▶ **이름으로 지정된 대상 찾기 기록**
########################################

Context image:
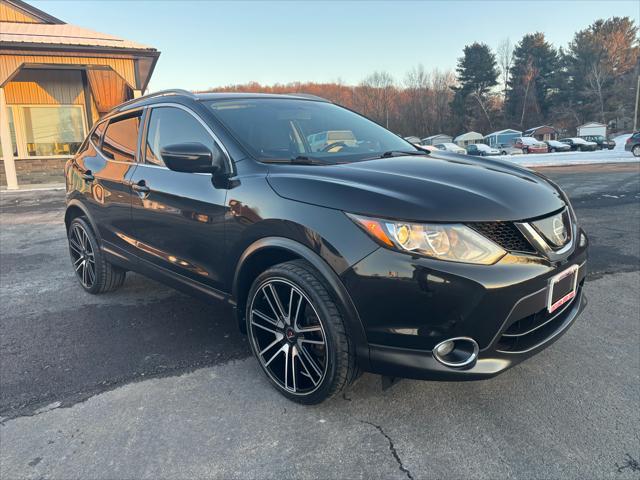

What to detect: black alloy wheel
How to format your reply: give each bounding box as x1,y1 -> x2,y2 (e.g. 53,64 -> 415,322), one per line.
67,217 -> 126,293
246,261 -> 355,404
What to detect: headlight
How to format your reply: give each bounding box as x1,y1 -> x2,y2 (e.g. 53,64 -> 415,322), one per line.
347,214 -> 507,265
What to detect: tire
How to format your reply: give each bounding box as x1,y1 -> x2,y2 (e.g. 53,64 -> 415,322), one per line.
245,260 -> 357,405
67,217 -> 127,295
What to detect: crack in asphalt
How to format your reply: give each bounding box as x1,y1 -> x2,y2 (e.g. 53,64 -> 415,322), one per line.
360,420 -> 414,480
616,453 -> 640,473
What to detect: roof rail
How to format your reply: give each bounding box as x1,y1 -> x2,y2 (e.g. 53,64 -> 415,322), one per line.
285,92 -> 332,103
109,88 -> 196,113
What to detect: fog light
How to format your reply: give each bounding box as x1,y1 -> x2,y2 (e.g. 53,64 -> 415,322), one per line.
436,340 -> 455,357
580,232 -> 587,247
433,337 -> 479,368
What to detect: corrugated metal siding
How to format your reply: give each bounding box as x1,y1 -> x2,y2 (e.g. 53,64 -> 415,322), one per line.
0,54 -> 136,89
0,2 -> 42,23
5,69 -> 84,105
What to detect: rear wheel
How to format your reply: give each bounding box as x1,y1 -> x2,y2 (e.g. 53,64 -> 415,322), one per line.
67,217 -> 126,294
246,260 -> 356,404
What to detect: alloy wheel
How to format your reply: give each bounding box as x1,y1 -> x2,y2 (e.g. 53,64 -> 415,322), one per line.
69,223 -> 96,289
249,278 -> 328,395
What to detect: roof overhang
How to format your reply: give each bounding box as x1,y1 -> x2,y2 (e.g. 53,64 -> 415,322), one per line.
5,0 -> 65,25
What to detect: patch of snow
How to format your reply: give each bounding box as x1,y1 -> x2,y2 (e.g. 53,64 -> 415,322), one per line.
489,149 -> 640,167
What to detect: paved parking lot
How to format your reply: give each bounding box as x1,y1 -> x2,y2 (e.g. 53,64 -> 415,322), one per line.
0,164 -> 640,479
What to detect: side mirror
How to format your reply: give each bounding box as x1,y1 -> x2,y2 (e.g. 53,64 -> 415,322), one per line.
160,142 -> 223,173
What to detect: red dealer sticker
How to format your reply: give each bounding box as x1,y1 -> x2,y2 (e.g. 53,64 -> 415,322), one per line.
547,265 -> 579,313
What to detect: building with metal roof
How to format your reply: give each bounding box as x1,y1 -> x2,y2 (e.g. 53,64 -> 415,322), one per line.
0,0 -> 160,189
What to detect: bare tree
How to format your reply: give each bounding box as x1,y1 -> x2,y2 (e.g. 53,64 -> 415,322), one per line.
496,37 -> 513,103
520,58 -> 538,127
587,59 -> 609,123
358,72 -> 396,127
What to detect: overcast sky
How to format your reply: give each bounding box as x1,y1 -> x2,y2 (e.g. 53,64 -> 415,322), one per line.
32,0 -> 640,90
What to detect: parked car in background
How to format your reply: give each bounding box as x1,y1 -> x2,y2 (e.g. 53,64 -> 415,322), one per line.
580,135 -> 616,150
560,137 -> 598,152
64,91 -> 588,404
467,143 -> 500,157
496,143 -> 522,155
415,145 -> 438,152
404,136 -> 422,146
624,132 -> 640,157
513,137 -> 549,153
436,142 -> 467,155
545,140 -> 571,153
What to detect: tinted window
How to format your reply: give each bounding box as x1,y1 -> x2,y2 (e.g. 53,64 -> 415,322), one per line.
91,122 -> 107,147
145,107 -> 218,165
102,115 -> 140,162
209,99 -> 417,162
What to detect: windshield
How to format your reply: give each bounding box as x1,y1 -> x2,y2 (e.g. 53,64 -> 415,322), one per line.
208,98 -> 419,163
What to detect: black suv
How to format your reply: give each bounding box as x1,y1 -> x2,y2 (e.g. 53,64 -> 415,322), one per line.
65,91 -> 587,403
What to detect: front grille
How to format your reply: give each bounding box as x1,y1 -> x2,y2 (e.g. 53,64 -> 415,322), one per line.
496,287 -> 582,353
469,222 -> 536,253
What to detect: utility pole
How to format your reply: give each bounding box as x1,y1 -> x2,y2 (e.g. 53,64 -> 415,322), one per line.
633,75 -> 640,132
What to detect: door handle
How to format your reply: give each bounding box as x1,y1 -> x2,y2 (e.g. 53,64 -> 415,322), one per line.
131,180 -> 151,193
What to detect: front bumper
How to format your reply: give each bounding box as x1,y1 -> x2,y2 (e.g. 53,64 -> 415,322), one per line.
343,234 -> 587,380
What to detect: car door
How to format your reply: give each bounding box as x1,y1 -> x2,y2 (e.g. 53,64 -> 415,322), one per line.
76,110 -> 142,254
131,104 -> 228,289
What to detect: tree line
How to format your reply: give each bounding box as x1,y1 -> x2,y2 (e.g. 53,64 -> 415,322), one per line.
208,17 -> 640,137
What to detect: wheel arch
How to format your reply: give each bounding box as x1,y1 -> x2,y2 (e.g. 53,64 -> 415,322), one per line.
232,237 -> 369,368
64,200 -> 102,241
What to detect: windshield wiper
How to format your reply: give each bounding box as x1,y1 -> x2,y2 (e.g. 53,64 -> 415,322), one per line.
363,150 -> 429,160
262,155 -> 335,165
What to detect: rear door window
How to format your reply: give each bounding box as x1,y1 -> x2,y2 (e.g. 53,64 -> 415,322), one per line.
144,107 -> 218,165
101,114 -> 140,162
91,122 -> 107,147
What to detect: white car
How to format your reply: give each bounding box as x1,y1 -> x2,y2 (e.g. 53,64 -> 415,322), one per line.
545,140 -> 571,153
467,143 -> 500,157
560,137 -> 598,152
435,142 -> 467,155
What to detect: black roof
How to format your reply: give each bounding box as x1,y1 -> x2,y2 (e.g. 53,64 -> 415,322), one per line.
109,89 -> 329,113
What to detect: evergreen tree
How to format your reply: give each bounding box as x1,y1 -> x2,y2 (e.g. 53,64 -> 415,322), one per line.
451,43 -> 498,130
506,32 -> 560,128
563,17 -> 640,128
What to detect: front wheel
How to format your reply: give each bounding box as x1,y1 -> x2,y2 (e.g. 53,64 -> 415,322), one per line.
67,217 -> 126,294
245,260 -> 356,405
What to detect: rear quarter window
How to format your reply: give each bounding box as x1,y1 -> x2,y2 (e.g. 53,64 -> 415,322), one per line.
101,114 -> 140,162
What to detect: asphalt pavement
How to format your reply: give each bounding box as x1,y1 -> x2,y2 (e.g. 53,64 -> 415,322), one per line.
0,163 -> 640,479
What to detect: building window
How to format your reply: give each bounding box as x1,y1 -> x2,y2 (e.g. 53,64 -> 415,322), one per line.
0,108 -> 18,158
11,105 -> 86,157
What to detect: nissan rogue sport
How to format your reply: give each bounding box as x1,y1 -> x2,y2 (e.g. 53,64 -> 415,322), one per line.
65,90 -> 587,404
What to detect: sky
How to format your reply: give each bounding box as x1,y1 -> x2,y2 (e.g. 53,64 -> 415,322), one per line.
27,0 -> 640,91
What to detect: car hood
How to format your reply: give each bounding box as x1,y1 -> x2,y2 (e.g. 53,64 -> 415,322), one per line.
267,152 -> 565,222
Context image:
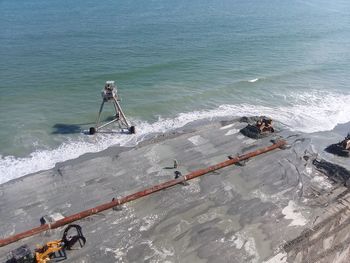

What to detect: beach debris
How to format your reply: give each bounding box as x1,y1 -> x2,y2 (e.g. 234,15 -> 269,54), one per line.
174,159 -> 179,169
6,245 -> 34,263
89,80 -> 135,135
7,224 -> 86,263
325,133 -> 350,157
312,159 -> 350,187
240,116 -> 275,139
0,140 -> 286,247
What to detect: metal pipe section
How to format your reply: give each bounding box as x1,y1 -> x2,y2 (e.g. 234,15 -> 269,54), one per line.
0,140 -> 286,247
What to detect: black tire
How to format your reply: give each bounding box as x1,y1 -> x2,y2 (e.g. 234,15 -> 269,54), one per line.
129,126 -> 136,134
89,127 -> 96,135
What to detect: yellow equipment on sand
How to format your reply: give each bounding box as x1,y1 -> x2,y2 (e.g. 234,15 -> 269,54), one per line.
6,224 -> 86,263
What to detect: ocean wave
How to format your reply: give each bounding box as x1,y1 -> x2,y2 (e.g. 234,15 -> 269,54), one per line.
0,92 -> 350,186
248,78 -> 259,83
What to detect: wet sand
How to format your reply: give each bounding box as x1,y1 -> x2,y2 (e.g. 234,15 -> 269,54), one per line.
0,120 -> 350,263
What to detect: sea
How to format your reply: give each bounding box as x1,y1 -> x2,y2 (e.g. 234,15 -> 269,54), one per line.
0,0 -> 350,183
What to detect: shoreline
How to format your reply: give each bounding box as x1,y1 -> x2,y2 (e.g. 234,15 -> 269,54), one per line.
0,118 -> 350,262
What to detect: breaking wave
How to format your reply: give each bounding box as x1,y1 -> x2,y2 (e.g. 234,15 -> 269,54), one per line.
0,89 -> 350,183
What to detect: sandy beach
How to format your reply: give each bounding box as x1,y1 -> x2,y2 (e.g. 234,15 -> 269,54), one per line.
0,119 -> 350,263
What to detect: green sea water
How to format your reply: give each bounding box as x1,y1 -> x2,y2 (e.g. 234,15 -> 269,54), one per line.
0,0 -> 350,185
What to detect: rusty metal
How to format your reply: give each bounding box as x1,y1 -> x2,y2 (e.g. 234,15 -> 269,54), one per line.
0,140 -> 286,247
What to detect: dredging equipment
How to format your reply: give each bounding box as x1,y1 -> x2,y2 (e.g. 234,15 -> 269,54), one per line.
89,80 -> 135,135
325,133 -> 350,157
0,140 -> 287,247
6,224 -> 86,263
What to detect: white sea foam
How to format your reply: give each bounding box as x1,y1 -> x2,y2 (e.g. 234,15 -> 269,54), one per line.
0,89 -> 350,183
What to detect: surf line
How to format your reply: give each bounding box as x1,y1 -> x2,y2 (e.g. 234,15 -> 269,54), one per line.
0,140 -> 286,247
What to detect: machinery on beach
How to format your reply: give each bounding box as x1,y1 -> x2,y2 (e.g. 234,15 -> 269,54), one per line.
6,224 -> 86,263
89,80 -> 135,135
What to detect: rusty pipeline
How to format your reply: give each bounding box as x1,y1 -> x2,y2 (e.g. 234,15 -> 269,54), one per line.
0,140 -> 286,247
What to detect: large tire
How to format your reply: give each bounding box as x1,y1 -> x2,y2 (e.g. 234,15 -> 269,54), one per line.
240,124 -> 262,139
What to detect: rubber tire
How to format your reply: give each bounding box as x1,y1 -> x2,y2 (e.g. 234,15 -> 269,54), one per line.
89,127 -> 96,135
129,126 -> 136,134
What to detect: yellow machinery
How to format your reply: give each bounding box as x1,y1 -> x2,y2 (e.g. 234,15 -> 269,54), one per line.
6,224 -> 86,263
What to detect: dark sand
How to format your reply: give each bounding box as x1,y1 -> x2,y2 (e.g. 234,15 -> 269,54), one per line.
0,120 -> 350,263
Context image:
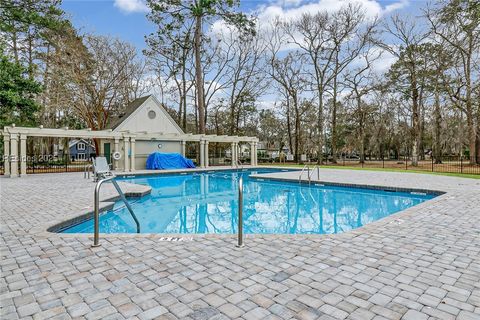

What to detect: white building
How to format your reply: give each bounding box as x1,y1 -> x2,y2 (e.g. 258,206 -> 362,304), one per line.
0,95 -> 258,177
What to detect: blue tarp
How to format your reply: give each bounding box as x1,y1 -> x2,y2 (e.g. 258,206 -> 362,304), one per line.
147,152 -> 195,170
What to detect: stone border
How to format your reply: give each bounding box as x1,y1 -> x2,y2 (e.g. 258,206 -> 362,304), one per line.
251,174 -> 446,196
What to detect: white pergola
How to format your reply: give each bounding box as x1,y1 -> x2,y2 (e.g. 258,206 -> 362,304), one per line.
0,125 -> 258,177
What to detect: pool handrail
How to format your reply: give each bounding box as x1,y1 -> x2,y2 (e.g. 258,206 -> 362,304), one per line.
83,164 -> 93,179
298,164 -> 310,183
237,176 -> 244,248
92,173 -> 140,247
308,164 -> 320,183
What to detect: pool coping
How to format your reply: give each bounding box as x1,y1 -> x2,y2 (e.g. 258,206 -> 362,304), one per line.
40,167 -> 451,242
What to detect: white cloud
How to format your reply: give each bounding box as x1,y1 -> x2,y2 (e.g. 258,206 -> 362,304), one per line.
257,0 -> 409,21
384,0 -> 410,13
113,0 -> 149,13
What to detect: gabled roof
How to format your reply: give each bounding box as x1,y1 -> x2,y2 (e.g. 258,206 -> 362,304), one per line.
106,95 -> 151,130
68,139 -> 94,149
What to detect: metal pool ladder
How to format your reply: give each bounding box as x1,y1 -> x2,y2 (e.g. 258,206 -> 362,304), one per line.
237,176 -> 244,248
298,164 -> 320,184
298,164 -> 310,183
92,175 -> 140,247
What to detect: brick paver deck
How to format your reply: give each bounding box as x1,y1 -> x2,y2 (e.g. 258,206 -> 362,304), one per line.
0,170 -> 480,320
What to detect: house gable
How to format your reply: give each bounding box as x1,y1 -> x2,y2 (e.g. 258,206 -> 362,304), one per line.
113,95 -> 184,134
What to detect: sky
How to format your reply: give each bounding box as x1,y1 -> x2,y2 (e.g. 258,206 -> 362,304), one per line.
62,0 -> 427,108
62,0 -> 426,51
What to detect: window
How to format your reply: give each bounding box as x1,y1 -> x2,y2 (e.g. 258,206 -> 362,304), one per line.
148,110 -> 157,119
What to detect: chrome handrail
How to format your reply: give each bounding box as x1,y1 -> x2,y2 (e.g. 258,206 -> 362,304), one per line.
308,164 -> 320,183
235,159 -> 243,170
83,164 -> 92,179
298,164 -> 310,183
237,176 -> 244,248
92,175 -> 140,247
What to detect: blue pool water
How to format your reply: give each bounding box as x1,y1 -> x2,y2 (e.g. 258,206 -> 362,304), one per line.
63,169 -> 434,234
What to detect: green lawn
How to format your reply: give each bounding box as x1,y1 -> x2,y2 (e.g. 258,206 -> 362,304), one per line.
260,163 -> 480,179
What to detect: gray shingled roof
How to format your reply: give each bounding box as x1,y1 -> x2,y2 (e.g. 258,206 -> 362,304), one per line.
106,95 -> 150,130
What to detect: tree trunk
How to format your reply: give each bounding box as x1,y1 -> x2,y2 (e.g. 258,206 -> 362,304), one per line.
411,69 -> 420,167
432,88 -> 442,164
317,90 -> 323,164
331,54 -> 340,163
293,94 -> 300,162
287,97 -> 293,156
194,15 -> 206,134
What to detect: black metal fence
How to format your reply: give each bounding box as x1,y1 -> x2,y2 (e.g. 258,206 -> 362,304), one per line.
267,155 -> 480,174
27,155 -> 91,174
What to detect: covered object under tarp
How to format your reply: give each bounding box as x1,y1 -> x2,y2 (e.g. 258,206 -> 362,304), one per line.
146,152 -> 195,170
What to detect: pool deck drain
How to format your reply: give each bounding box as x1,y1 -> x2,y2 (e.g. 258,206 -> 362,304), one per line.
0,169 -> 480,320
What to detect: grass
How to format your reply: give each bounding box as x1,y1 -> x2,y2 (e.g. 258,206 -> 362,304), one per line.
258,163 -> 480,179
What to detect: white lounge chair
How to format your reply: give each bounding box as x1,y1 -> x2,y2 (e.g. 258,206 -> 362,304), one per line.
92,157 -> 114,181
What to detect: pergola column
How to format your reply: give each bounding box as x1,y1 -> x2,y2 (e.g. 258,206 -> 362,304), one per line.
10,133 -> 18,178
3,133 -> 10,177
204,140 -> 208,168
182,140 -> 187,157
113,138 -> 120,170
130,138 -> 135,171
20,134 -> 27,177
200,140 -> 205,168
123,137 -> 130,172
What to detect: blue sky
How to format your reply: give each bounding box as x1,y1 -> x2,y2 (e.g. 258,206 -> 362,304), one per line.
62,0 -> 426,50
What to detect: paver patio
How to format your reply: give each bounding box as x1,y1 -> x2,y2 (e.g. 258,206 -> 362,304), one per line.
0,169 -> 480,320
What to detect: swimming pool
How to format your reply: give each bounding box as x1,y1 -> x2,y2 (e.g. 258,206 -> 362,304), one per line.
62,169 -> 435,234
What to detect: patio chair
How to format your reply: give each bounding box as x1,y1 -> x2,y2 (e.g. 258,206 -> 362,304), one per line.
92,157 -> 114,181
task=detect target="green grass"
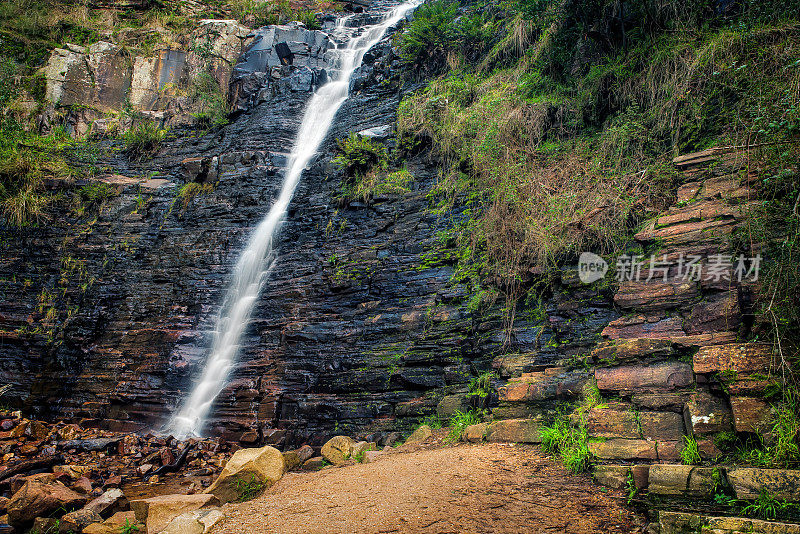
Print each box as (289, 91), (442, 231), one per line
(122, 121), (167, 160)
(681, 436), (701, 465)
(234, 475), (265, 502)
(445, 409), (483, 443)
(539, 417), (592, 473)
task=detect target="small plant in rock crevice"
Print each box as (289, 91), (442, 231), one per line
(122, 121), (167, 160)
(234, 474), (265, 502)
(681, 436), (701, 465)
(539, 415), (592, 473)
(445, 408), (483, 443)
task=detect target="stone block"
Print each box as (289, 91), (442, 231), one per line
(486, 419), (542, 443)
(585, 408), (642, 439)
(684, 391), (733, 436)
(592, 338), (677, 362)
(499, 371), (590, 402)
(730, 397), (775, 434)
(639, 412), (684, 441)
(648, 464), (714, 496)
(728, 467), (800, 502)
(594, 362), (694, 391)
(589, 439), (658, 460)
(693, 343), (772, 374)
(461, 423), (488, 443)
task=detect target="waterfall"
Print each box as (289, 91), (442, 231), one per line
(167, 0), (419, 438)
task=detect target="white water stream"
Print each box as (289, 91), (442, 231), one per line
(167, 0), (419, 438)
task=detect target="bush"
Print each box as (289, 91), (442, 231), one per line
(122, 121), (167, 159)
(3, 187), (52, 227)
(400, 0), (458, 73)
(333, 134), (389, 177)
(539, 416), (592, 473)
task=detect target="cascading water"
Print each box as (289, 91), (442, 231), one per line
(168, 0), (419, 437)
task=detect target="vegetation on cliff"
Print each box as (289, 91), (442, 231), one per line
(398, 0), (800, 466)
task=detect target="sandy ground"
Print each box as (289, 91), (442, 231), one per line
(208, 444), (641, 534)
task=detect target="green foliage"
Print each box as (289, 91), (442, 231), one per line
(175, 182), (214, 210)
(445, 409), (483, 443)
(539, 416), (592, 473)
(189, 72), (228, 129)
(681, 436), (701, 465)
(3, 187), (52, 228)
(122, 121), (167, 160)
(119, 519), (139, 534)
(417, 413), (444, 430)
(741, 488), (800, 519)
(333, 133), (389, 177)
(400, 0), (458, 69)
(234, 474), (264, 502)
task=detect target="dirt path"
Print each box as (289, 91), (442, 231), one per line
(213, 444), (641, 534)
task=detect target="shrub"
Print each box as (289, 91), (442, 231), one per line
(445, 409), (483, 443)
(681, 436), (701, 465)
(539, 416), (592, 473)
(122, 121), (167, 159)
(175, 182), (214, 210)
(234, 475), (264, 502)
(333, 134), (389, 177)
(3, 187), (52, 227)
(400, 0), (458, 73)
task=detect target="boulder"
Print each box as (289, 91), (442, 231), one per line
(322, 436), (353, 465)
(203, 445), (286, 506)
(8, 474), (87, 526)
(83, 510), (142, 534)
(295, 445), (314, 462)
(59, 508), (103, 532)
(486, 419), (542, 443)
(161, 508), (223, 534)
(303, 456), (325, 471)
(362, 451), (385, 464)
(131, 494), (220, 534)
(281, 451), (303, 471)
(85, 488), (130, 517)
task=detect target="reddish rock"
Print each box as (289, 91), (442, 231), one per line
(694, 343), (772, 374)
(684, 391), (733, 436)
(589, 439), (658, 460)
(656, 440), (683, 462)
(86, 488), (130, 517)
(728, 467), (800, 502)
(594, 362), (694, 391)
(585, 408), (642, 439)
(499, 371), (589, 402)
(70, 477), (92, 495)
(103, 475), (122, 489)
(614, 282), (699, 312)
(592, 338), (677, 362)
(639, 412), (684, 442)
(730, 397), (775, 434)
(684, 294), (742, 335)
(159, 448), (175, 465)
(602, 315), (686, 340)
(8, 475), (86, 526)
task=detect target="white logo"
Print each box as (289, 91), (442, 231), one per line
(578, 252), (608, 284)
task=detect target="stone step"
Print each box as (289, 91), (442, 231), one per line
(654, 511), (800, 534)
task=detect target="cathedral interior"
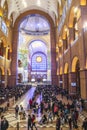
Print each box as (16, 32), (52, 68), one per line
(0, 0), (87, 130)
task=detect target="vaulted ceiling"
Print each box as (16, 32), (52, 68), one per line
(1, 0), (63, 22)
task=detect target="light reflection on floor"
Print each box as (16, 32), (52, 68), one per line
(13, 87), (36, 110)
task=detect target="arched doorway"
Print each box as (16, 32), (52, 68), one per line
(76, 60), (81, 96)
(72, 56), (81, 97)
(0, 68), (2, 86)
(64, 63), (69, 93)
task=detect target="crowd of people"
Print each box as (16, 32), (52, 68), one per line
(1, 85), (87, 130)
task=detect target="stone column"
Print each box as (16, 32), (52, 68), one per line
(69, 72), (77, 94)
(80, 70), (87, 99)
(58, 75), (63, 88)
(69, 27), (75, 44)
(10, 28), (18, 86)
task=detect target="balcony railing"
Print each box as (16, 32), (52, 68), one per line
(58, 0), (73, 32)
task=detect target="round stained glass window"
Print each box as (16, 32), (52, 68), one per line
(36, 56), (42, 62)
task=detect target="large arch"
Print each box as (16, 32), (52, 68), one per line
(11, 10), (57, 86)
(72, 56), (79, 72)
(64, 63), (69, 74)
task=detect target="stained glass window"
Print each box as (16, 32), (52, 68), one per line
(32, 52), (47, 71)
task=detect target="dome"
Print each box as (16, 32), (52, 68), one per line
(19, 14), (50, 35)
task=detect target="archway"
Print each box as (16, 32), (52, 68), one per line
(11, 10), (57, 85)
(64, 63), (69, 92)
(76, 60), (81, 96)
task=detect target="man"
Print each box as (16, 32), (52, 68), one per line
(82, 118), (87, 130)
(1, 118), (9, 130)
(28, 115), (32, 130)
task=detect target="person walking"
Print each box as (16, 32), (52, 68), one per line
(82, 117), (87, 130)
(1, 118), (9, 130)
(28, 115), (32, 130)
(32, 114), (37, 130)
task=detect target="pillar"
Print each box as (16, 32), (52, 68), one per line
(80, 70), (87, 99)
(69, 72), (77, 94)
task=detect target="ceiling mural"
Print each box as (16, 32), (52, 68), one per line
(1, 0), (62, 22)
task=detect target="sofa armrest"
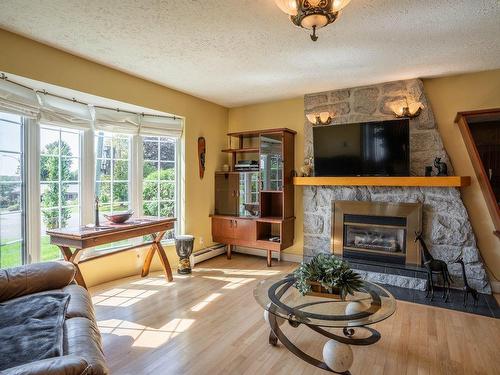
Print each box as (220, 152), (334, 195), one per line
(0, 261), (75, 302)
(2, 355), (89, 375)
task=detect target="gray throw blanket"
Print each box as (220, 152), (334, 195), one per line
(0, 293), (70, 371)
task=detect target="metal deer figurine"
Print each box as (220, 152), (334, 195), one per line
(415, 232), (453, 302)
(453, 254), (479, 307)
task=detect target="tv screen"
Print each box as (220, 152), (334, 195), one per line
(313, 119), (410, 176)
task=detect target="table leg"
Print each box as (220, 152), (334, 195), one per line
(141, 232), (174, 281)
(154, 242), (174, 281)
(59, 246), (87, 289)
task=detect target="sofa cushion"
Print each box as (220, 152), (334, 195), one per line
(2, 355), (89, 375)
(62, 284), (95, 320)
(0, 261), (75, 302)
(0, 292), (70, 370)
(63, 317), (108, 375)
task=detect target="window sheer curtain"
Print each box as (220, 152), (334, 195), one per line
(0, 79), (40, 119)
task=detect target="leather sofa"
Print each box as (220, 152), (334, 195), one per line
(0, 262), (108, 375)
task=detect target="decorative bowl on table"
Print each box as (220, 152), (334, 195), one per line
(104, 210), (134, 224)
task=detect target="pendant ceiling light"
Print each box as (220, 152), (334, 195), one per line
(274, 0), (351, 41)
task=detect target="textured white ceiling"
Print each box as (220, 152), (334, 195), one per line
(0, 0), (500, 107)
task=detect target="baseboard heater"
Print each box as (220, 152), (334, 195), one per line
(191, 243), (226, 266)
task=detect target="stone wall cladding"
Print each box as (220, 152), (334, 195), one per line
(303, 79), (491, 293)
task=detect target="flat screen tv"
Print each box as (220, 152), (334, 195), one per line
(313, 119), (410, 176)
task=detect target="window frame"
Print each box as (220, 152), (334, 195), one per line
(0, 112), (26, 266)
(38, 125), (85, 261)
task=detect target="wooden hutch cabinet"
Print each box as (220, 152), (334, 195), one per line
(211, 128), (296, 267)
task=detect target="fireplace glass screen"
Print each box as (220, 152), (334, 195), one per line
(343, 214), (407, 264)
(344, 225), (406, 253)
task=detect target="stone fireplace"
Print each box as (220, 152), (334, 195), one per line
(332, 201), (422, 266)
(303, 79), (491, 292)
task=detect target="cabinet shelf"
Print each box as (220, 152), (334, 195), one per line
(222, 147), (259, 154)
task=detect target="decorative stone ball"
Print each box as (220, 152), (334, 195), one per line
(345, 301), (368, 315)
(264, 304), (286, 326)
(323, 340), (354, 372)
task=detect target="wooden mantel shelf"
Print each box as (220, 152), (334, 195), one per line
(293, 176), (470, 187)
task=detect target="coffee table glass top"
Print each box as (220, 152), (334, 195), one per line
(254, 275), (396, 328)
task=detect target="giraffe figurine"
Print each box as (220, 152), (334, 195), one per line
(415, 232), (453, 302)
(453, 254), (479, 307)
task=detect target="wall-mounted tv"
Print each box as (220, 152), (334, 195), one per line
(313, 119), (410, 176)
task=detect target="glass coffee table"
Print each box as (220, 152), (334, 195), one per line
(254, 275), (396, 375)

########################################

▶ **과제 안내**
위 기록에서 "grass"라는 문자열이 들어 있는 줄을 모두 추출하세요. 대소문자는 구분합니다.

▶ **결과물**
What to detect: grass
task=detect target="green grass"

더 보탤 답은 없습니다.